#### [What is needed]
Can you echo the listing below line for line, leaving every character unchanged?

* Begin *

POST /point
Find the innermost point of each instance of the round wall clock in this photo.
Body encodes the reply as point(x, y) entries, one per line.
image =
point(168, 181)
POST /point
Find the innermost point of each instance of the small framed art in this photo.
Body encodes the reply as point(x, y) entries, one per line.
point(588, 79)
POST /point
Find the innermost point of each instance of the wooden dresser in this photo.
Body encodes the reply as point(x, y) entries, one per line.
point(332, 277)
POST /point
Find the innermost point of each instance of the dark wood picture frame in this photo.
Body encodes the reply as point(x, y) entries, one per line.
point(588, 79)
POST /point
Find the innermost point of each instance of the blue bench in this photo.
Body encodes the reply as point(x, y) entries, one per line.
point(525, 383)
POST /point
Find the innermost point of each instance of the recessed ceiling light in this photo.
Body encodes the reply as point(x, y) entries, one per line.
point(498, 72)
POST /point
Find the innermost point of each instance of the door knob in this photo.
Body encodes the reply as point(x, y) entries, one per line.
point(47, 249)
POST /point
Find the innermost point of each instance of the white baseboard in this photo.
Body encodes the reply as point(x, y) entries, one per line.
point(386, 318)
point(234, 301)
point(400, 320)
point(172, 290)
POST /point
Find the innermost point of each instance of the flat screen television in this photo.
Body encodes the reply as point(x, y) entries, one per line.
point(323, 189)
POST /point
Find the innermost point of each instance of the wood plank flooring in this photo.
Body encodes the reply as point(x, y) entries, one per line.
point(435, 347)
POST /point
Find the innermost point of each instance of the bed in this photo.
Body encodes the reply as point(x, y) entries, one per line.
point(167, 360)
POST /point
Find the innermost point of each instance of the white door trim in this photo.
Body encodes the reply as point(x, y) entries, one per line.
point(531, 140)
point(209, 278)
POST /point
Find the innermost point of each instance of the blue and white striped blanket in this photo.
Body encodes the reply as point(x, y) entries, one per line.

* End *

#### [Solution to the problem]
POST /point
Find the innermost point of each instance of the round wall clock in this photo.
Body encodes the reply as point(x, y) entries, one per line.
image =
point(168, 181)
POST /point
Find the innermost point of each instance of the small framed art in this photo.
Body encodes the reply as point(x, y) entries, one per line.
point(588, 79)
POST /point
Find the innermost point of each instance of the wooden dresser in this photo.
Body encodes the reply as point(x, y) entries, one per line.
point(332, 277)
POST /point
Find the innermost point of each instance of the dark wood picture frame in this photo.
Body encodes the reply as point(x, y) entries, one per line.
point(588, 79)
POST /point
Find the innermost point of each instance of the blue bench in this photo.
Body encodes the reply as point(x, y) entries, one per line.
point(525, 383)
POST /point
Find the innermost point of each instance of the recessed ceiling light in this photo.
Body encodes the reply as point(x, y) entries, one per line.
point(498, 72)
POST /point
Find the innermost point of each instance of the door knob in this photo.
Body encodes the reply as point(x, y) entries, one per line.
point(47, 249)
POST /point
Find the innermost point of each instance of the white baseboard in this photo.
Body encodes the reply as point(x, y) entries, one per line.
point(386, 318)
point(234, 301)
point(400, 320)
point(172, 290)
POST /point
Find the innermost point of each instance of the flat screen television in this photo.
Body encodes the reply as point(x, y) entries, one per line.
point(323, 189)
POST /point
Find the innermost point of each instance of the wood plank flooring in this photo.
Body encodes the reply as point(x, y) entries, one per line.
point(435, 347)
POST /point
Find the innermost point of each instance of the bed in this photo.
Body encodes the reply as point(x, y) entries, one per line.
point(167, 360)
POST /point
Find the innermost point of each instance of the white door trim in this photo.
Body encodes the reply as point(x, y) entries, one per line.
point(531, 140)
point(209, 278)
POST /point
Find the innermost point of each instance of the blue and white striped blanket in this photo.
Body encodes the reply as point(x, y) entries, one per line.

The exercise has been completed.